[What the task asks]
Quote the RUN+ passage from "Launched in March" up to and including "Mr. Joder, CSEM.".

[Text passage]
Launched in March 2020, RUN+ is the first in a long line of innovations that can benefit from microtechnology. "Even though the use of light management optical microstructures is still in its infancy, design algorithms and manufacturing technologies are rapidly evolving. This will open new doors to optical engineers, lighting designers, and product developers, allowing them to reach further than ever before and turn their design ideas into innovative products,” adds Mr. Joder, CSEM.
What are the unique characteristics and advantages of microstructured surfaces?
In the case of RUN+, being thin and flexible means that the product can be manufactured using a continuous, cost-effective, roll-to-roll technique, providing maximum coverage at a reasonable cost. Producing an ultra-flat product by nature means it needs to be lightweight, and the thin microstructure surface adds almost no weight. Another key element is that the beam-shaping microstructures can’t be seen by the naked eye. In terms of aesthetics, they are ideal as they don’t hinder the minimalistic nature of RUN+’s design. Lastly, it’s worth mentioning that the design of the microstructures can be adapted to achieve different light distributions.
The market for adopting of complex optical microstructures is booming, not only in the lighting sector but across different domains. Thanks to increased computing power, we can see the better implementation of sophisticated design and simulation algorithms. In parallel, technologies like ultra-fast lasers are now making it possible to manufacture complex optical microstructures with precision levels that would have been difficult to imagine only a few years ago.

[Dataset excerpts]
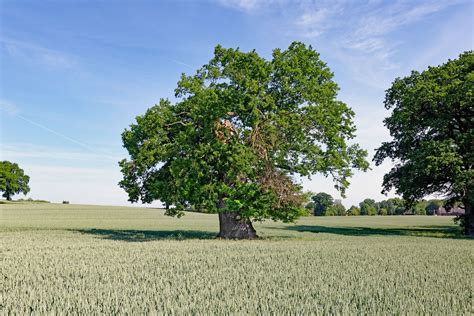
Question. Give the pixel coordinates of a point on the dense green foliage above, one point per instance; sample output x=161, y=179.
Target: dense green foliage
x=432, y=125
x=241, y=129
x=60, y=259
x=13, y=180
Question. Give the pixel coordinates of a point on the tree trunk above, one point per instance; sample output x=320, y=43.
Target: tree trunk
x=231, y=226
x=469, y=217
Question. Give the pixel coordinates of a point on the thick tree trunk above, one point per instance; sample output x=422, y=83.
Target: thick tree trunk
x=231, y=226
x=469, y=217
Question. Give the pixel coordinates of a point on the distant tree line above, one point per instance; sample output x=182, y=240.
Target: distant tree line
x=323, y=204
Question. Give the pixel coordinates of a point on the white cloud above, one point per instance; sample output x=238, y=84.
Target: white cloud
x=37, y=54
x=243, y=5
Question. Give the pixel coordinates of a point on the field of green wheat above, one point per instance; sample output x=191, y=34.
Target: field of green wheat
x=91, y=259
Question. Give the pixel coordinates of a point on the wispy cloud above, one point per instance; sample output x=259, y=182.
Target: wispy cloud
x=244, y=5
x=358, y=33
x=183, y=64
x=37, y=54
x=14, y=111
x=25, y=151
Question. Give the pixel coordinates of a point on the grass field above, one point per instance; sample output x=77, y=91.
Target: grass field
x=91, y=259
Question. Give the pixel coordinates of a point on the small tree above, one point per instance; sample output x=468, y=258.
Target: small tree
x=322, y=202
x=368, y=207
x=433, y=206
x=243, y=127
x=337, y=209
x=353, y=211
x=12, y=180
x=432, y=125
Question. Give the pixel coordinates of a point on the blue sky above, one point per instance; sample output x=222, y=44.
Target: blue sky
x=74, y=74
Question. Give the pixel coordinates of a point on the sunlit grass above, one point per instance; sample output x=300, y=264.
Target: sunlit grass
x=90, y=259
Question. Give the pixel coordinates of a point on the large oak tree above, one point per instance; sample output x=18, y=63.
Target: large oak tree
x=13, y=180
x=243, y=127
x=432, y=125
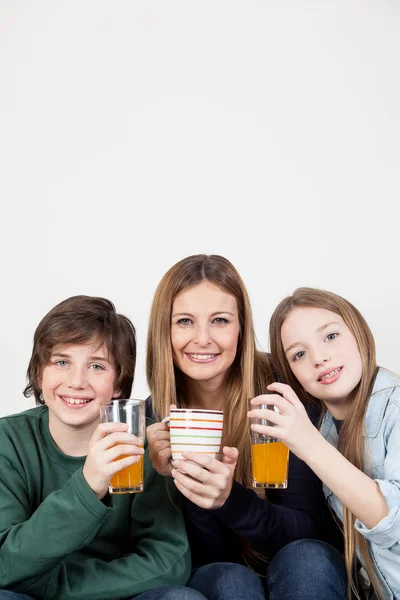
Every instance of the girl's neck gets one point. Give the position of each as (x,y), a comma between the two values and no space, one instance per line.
(205,394)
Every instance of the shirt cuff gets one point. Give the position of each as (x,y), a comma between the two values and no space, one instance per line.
(387,532)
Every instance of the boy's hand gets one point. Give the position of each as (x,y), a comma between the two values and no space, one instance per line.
(109,442)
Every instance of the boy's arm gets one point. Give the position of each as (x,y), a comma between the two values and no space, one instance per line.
(160,552)
(28,550)
(31,561)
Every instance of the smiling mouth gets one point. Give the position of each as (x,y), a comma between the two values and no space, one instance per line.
(200,357)
(76,400)
(330,374)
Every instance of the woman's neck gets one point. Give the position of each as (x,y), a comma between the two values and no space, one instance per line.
(205,394)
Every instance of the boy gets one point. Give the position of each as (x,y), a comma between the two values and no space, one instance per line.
(62,535)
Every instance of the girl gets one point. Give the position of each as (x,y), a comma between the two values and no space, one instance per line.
(324,350)
(201,354)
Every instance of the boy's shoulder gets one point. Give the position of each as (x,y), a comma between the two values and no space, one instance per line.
(21,419)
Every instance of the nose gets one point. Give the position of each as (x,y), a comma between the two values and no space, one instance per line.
(320,357)
(203,337)
(76,378)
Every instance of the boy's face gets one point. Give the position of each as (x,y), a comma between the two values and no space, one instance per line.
(76,380)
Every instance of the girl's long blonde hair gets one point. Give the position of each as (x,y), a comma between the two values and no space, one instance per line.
(249,374)
(351,437)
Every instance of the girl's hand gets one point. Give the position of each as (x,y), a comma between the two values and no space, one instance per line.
(159,445)
(109,442)
(292,424)
(207,483)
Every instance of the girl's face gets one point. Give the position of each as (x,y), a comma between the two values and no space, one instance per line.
(204,332)
(323,356)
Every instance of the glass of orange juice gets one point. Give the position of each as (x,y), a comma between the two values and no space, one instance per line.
(269,456)
(132,412)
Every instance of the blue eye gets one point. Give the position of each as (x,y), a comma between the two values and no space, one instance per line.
(61,363)
(331,336)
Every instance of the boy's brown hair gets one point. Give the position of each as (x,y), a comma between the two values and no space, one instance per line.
(78,320)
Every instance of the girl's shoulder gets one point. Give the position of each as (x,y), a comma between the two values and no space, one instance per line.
(384,404)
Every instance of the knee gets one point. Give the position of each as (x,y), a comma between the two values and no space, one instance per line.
(227,580)
(309,565)
(179,593)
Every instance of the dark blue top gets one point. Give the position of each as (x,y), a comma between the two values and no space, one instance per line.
(297,512)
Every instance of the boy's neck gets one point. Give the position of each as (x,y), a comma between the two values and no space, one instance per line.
(72,442)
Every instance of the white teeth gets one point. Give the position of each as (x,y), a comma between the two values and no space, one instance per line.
(330,374)
(75,400)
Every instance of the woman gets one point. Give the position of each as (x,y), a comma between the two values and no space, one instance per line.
(201,354)
(325,352)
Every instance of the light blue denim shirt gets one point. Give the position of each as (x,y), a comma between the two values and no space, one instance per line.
(382,463)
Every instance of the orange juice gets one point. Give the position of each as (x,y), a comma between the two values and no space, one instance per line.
(270,464)
(128,480)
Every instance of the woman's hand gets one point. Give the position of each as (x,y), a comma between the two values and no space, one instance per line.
(110,441)
(159,445)
(207,483)
(292,424)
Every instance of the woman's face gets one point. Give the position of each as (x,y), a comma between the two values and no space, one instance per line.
(323,355)
(204,332)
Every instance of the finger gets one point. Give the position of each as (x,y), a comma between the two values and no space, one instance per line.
(195,498)
(265,399)
(104,429)
(269,430)
(204,460)
(159,436)
(160,445)
(193,470)
(194,485)
(272,400)
(123,449)
(230,456)
(268,415)
(157,428)
(286,391)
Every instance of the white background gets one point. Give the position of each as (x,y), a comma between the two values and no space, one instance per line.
(134,133)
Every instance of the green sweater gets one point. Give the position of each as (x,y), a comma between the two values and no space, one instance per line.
(59,541)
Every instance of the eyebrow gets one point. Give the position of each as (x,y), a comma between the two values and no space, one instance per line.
(317,331)
(220,312)
(63,355)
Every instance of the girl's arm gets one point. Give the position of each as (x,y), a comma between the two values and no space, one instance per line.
(358,492)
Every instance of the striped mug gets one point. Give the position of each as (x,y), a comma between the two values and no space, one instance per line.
(195,430)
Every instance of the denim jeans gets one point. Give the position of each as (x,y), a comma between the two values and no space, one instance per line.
(307,570)
(227,581)
(165,593)
(173,592)
(4,595)
(302,570)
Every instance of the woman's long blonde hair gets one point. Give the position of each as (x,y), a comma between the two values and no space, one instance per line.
(250,372)
(351,436)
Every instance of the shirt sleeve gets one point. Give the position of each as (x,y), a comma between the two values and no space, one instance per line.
(386,533)
(37,559)
(160,557)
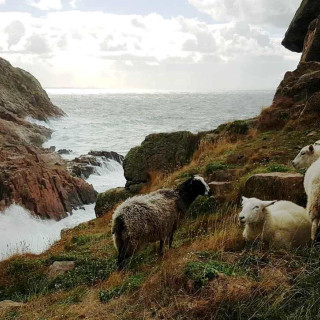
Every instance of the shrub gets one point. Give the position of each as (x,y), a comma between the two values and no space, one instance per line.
(202,205)
(202,272)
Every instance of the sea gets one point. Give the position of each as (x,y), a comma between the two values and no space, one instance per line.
(105,120)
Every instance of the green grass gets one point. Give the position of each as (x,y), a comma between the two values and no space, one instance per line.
(132,284)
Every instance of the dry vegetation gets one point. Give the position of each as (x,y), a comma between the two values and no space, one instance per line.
(209,274)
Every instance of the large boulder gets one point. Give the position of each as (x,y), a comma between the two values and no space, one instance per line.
(163,152)
(276,186)
(311,48)
(38,180)
(295,35)
(22,94)
(300,85)
(106,201)
(30,175)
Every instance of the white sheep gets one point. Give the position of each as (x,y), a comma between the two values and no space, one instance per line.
(280,224)
(153,217)
(309,157)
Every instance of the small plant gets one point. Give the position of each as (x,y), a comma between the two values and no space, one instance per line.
(277,168)
(202,205)
(203,272)
(133,283)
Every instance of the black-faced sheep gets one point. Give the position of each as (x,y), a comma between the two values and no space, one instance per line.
(153,217)
(309,157)
(280,224)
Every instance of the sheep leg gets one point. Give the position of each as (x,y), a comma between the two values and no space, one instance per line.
(314,230)
(170,241)
(161,248)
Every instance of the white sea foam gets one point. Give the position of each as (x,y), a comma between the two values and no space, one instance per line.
(21,232)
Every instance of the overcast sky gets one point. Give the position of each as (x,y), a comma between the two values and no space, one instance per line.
(188,45)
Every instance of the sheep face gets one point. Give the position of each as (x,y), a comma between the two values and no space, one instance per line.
(305,158)
(253,210)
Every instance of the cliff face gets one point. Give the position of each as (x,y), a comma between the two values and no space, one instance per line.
(29,175)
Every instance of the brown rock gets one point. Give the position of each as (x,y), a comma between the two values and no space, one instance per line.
(60,267)
(295,35)
(311,48)
(276,186)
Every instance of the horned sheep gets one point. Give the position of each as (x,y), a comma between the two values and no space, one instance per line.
(153,217)
(280,224)
(309,158)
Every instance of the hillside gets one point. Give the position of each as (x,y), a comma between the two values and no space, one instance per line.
(210,273)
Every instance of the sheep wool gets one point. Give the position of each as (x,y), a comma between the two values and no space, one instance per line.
(280,224)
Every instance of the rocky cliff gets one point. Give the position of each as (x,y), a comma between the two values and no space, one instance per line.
(29,175)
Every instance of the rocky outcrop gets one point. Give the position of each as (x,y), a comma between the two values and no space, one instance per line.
(297,31)
(29,175)
(311,48)
(276,186)
(163,152)
(107,200)
(84,166)
(22,95)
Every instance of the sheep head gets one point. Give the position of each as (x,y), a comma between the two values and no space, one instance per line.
(253,210)
(306,157)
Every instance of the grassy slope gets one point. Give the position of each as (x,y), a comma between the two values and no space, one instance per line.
(209,274)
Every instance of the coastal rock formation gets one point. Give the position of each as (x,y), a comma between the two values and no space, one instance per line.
(84,166)
(161,152)
(311,48)
(297,31)
(29,175)
(276,186)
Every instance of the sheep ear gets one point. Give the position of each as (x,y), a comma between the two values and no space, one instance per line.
(269,203)
(311,148)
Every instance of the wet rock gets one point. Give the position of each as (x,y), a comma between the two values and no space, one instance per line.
(64,151)
(111,155)
(276,186)
(296,33)
(60,267)
(9,304)
(108,200)
(163,152)
(31,176)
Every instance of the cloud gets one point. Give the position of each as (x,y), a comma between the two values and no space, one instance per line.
(96,49)
(277,13)
(47,4)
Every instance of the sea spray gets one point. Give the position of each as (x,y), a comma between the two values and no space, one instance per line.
(22,232)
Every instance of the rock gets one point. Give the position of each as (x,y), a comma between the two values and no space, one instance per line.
(85,165)
(60,267)
(225,175)
(9,304)
(299,85)
(22,95)
(296,33)
(108,155)
(163,152)
(106,201)
(221,190)
(276,186)
(311,48)
(31,176)
(64,151)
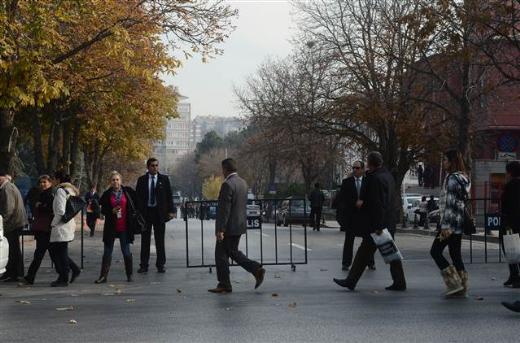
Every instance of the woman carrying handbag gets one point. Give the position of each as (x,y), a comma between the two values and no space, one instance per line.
(452,206)
(118,205)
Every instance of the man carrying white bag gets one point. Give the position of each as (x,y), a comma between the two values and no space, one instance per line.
(381,202)
(387,247)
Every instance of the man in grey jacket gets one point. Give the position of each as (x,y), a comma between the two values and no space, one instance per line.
(12,211)
(231,223)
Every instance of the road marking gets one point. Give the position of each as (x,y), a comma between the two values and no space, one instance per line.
(299,247)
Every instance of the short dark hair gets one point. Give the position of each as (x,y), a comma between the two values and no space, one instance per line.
(375,159)
(361,163)
(513,168)
(150,161)
(229,165)
(62,176)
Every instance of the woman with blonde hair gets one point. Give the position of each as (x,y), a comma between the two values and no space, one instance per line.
(455,191)
(117,205)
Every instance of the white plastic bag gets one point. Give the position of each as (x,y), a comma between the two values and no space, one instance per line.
(512,247)
(4,248)
(387,247)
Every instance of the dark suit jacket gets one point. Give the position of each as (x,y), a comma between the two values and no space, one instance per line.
(382,201)
(351,218)
(163,195)
(232,207)
(511,205)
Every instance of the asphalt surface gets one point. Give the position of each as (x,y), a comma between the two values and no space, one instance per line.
(300,306)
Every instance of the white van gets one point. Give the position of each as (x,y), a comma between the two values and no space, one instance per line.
(4,248)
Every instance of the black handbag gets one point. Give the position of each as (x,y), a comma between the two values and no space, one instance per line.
(136,222)
(73,206)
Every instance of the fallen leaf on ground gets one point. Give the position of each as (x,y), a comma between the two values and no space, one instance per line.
(68,308)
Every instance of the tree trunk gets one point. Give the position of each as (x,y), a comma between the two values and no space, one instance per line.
(38,142)
(7,140)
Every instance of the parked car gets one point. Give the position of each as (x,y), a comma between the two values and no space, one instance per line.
(293,212)
(4,248)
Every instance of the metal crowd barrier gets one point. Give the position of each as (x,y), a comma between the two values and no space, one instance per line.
(263,215)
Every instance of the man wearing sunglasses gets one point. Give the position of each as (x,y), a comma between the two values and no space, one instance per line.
(351,213)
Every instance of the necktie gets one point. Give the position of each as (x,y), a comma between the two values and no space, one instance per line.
(152,192)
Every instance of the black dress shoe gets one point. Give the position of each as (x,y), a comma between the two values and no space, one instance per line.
(515,307)
(59,284)
(220,290)
(259,276)
(74,275)
(345,283)
(397,288)
(28,280)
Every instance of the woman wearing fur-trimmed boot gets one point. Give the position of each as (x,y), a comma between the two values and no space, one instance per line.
(456,188)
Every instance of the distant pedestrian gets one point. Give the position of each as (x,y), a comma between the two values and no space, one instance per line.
(12,210)
(381,203)
(420,175)
(230,225)
(41,226)
(316,198)
(93,210)
(456,188)
(511,215)
(155,196)
(116,205)
(63,232)
(351,212)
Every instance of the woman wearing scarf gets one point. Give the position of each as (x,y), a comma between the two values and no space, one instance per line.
(116,205)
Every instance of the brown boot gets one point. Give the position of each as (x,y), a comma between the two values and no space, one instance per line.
(105,267)
(452,281)
(464,282)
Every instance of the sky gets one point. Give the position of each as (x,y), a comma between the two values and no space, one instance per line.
(264,29)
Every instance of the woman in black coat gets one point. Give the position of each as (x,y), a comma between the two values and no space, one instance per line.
(117,205)
(511,215)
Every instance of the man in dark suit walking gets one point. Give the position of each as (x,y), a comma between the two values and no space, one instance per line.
(231,223)
(380,201)
(156,203)
(351,212)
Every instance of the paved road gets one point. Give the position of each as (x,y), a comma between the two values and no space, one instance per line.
(300,306)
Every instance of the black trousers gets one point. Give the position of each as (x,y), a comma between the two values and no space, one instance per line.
(14,268)
(315,217)
(454,243)
(366,252)
(42,245)
(159,228)
(59,252)
(226,249)
(348,250)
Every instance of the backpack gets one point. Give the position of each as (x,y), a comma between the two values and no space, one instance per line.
(73,206)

[Result for this exercise]
Launched in March 2020, RUN+ is the first in a long line of innovations that can benefit from microtechnology. "Even though the use of light management optical microstructures is still in its infancy, design algorithms and manufacturing technologies are rapidly evolving. This will open new doors to optical engineers, lighting designers, and product developers, allowing them to reach further than ever before and turn their design ideas into innovative products,” adds Mr. Joder, CSEM.